SUPPLIED DATA:
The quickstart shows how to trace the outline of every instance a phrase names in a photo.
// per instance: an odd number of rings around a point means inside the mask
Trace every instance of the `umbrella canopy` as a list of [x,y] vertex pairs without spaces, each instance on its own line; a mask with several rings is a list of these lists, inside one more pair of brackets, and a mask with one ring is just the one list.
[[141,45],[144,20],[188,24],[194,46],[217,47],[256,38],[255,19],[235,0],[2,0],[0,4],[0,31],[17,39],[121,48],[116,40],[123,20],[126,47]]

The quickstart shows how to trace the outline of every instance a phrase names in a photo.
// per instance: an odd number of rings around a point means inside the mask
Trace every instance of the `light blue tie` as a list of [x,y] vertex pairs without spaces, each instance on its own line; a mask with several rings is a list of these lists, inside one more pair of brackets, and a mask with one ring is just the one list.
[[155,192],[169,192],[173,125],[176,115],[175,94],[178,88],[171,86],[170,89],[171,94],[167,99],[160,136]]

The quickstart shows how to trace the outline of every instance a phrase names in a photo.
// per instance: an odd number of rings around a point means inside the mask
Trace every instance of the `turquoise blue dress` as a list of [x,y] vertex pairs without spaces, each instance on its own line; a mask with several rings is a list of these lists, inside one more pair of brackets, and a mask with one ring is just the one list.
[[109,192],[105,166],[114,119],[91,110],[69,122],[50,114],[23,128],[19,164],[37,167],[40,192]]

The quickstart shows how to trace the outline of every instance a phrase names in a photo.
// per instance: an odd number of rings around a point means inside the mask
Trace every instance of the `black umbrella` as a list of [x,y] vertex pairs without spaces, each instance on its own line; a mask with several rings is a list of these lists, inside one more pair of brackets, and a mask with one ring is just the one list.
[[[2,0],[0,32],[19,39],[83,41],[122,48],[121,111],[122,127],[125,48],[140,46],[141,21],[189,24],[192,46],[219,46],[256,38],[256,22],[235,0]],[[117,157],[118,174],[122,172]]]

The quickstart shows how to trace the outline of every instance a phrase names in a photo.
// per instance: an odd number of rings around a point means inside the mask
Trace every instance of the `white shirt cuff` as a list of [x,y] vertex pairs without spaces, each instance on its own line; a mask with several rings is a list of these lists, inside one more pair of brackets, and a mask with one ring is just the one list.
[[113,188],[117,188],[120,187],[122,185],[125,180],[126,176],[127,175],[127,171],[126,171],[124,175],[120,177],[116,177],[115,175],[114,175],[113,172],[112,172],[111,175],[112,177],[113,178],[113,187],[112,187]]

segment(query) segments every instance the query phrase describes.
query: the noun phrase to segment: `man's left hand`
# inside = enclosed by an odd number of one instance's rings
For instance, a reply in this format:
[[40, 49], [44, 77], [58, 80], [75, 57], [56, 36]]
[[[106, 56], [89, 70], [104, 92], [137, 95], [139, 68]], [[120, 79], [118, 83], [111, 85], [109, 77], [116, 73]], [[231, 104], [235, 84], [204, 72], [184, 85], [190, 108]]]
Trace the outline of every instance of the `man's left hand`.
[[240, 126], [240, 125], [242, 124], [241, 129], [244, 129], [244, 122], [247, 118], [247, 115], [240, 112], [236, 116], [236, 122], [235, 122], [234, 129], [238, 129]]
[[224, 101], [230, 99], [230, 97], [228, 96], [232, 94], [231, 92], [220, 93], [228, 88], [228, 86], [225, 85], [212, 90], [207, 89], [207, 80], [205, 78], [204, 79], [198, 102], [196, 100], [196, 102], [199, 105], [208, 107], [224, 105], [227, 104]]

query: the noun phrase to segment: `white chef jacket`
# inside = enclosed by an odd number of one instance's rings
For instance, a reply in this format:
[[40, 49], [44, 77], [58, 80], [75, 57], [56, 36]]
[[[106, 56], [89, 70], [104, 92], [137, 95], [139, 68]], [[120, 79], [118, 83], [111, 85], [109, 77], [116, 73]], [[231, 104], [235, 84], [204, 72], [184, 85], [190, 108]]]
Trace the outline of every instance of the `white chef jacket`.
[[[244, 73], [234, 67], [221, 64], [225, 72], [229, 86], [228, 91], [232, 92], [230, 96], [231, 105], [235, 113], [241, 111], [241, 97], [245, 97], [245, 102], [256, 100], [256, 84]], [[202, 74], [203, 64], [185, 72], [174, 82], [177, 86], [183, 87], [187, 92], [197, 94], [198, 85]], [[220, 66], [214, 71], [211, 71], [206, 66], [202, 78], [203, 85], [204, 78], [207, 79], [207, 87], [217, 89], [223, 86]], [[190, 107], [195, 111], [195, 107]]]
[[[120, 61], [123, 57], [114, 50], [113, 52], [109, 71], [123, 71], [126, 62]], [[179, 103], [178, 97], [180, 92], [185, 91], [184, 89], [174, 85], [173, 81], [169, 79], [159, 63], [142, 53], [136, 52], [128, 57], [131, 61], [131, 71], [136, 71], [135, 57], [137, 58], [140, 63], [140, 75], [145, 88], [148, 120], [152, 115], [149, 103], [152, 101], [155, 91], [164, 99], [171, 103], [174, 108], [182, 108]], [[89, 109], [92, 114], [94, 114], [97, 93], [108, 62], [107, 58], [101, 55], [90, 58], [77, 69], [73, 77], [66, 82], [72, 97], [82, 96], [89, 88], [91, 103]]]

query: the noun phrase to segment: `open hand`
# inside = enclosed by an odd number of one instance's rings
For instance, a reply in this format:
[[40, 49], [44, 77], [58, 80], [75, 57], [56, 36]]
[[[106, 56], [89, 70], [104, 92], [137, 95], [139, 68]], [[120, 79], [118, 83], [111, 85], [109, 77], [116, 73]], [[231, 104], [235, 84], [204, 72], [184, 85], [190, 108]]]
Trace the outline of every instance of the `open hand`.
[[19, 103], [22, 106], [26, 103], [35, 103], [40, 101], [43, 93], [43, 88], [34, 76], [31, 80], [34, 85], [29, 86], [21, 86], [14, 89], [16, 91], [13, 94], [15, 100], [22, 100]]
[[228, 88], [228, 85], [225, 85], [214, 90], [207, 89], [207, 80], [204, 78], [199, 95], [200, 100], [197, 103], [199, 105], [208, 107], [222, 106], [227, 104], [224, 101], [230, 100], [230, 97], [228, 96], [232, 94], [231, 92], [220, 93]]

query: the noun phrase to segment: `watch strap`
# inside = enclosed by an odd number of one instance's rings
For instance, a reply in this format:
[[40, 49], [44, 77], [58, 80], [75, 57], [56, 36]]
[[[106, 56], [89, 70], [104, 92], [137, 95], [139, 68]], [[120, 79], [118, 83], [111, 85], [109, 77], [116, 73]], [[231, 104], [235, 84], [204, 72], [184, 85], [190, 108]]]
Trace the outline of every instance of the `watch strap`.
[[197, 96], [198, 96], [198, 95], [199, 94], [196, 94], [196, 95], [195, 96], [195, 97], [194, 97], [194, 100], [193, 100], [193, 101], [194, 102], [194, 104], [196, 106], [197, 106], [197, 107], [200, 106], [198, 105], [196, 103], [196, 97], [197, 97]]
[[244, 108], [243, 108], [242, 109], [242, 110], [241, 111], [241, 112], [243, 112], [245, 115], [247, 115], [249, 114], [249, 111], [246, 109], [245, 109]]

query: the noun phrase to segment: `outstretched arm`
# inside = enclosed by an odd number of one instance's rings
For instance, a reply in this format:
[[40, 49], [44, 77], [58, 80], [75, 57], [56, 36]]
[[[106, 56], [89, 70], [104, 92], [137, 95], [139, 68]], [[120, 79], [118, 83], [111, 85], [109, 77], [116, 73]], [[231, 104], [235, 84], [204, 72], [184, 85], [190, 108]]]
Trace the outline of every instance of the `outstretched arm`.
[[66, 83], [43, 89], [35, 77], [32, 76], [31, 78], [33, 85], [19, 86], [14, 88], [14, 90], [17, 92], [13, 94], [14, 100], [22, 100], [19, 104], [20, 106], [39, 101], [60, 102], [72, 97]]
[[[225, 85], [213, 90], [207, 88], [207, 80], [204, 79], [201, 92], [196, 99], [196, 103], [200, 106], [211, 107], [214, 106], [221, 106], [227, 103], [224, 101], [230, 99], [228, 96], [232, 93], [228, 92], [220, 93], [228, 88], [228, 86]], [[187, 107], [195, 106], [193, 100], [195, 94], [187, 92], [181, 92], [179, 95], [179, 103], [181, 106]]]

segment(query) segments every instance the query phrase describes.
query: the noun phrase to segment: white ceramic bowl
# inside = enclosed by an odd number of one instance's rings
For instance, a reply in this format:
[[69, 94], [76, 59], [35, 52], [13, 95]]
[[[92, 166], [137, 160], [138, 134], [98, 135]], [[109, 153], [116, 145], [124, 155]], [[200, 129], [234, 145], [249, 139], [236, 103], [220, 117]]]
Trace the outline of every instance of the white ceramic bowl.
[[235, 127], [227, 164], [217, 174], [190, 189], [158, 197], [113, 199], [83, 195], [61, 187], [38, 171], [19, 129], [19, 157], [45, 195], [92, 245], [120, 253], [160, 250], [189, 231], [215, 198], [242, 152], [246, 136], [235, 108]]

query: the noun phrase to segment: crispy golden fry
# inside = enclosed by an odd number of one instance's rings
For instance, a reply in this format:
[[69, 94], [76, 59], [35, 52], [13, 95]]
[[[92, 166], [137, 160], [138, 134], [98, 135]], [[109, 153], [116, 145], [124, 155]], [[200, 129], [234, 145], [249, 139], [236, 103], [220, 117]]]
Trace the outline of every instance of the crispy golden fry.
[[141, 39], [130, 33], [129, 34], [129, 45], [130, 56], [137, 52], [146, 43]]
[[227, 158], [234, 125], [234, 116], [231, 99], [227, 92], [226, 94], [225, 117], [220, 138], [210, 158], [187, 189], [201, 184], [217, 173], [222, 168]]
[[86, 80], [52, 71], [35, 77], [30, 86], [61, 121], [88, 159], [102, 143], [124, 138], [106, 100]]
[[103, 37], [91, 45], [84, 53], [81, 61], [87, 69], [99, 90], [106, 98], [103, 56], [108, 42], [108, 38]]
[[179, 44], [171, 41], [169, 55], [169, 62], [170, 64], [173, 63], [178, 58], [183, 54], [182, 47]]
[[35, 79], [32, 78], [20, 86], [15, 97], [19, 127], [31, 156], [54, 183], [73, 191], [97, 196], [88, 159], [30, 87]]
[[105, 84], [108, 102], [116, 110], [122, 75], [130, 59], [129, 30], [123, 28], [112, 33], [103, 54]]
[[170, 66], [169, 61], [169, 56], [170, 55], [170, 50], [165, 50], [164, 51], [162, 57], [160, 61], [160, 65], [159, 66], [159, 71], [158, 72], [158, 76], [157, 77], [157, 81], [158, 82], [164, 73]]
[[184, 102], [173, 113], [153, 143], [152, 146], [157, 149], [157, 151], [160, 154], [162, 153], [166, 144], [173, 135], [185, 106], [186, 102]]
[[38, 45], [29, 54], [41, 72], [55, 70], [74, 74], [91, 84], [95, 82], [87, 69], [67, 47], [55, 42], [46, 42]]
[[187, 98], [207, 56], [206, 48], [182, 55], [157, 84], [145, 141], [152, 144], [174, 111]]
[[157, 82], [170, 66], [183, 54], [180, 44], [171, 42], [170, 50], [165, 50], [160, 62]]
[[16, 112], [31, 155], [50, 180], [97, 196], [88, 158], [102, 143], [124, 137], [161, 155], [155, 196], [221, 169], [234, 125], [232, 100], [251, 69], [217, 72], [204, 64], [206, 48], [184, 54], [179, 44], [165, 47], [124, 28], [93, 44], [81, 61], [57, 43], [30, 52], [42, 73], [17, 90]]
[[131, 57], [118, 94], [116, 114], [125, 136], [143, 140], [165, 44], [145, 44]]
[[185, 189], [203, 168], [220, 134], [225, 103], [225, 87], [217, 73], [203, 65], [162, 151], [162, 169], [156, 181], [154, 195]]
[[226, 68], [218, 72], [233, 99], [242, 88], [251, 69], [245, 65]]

PROBLEM TO SOLVE: Return, unchanged, the lines between the one holding "query: the noun phrase to segment: crispy" and the one holding "42], [108, 38]]", both of those included.

TASK OUTPUT:
query: the noun phrase to segment: crispy golden fry
# inside = enclosed by an odd number of one instance's rings
For instance, a reply in this format:
[[69, 94], [76, 59], [35, 52], [13, 95]]
[[[92, 166], [137, 160], [138, 134], [98, 135]], [[109, 153], [116, 145], [124, 155]], [[200, 129], [234, 145], [249, 139], [236, 103], [220, 117]]]
Trace the outline of every instance of the crispy golden fry.
[[141, 39], [130, 33], [129, 34], [129, 45], [130, 56], [137, 52], [146, 43]]
[[227, 158], [234, 125], [234, 116], [231, 99], [227, 92], [226, 94], [225, 117], [220, 138], [210, 158], [187, 189], [201, 184], [217, 173], [222, 168]]
[[86, 80], [52, 71], [35, 77], [30, 86], [61, 121], [88, 159], [102, 143], [124, 138], [106, 100]]
[[103, 37], [91, 45], [84, 53], [81, 61], [87, 69], [99, 90], [106, 98], [103, 56], [108, 42], [108, 38]]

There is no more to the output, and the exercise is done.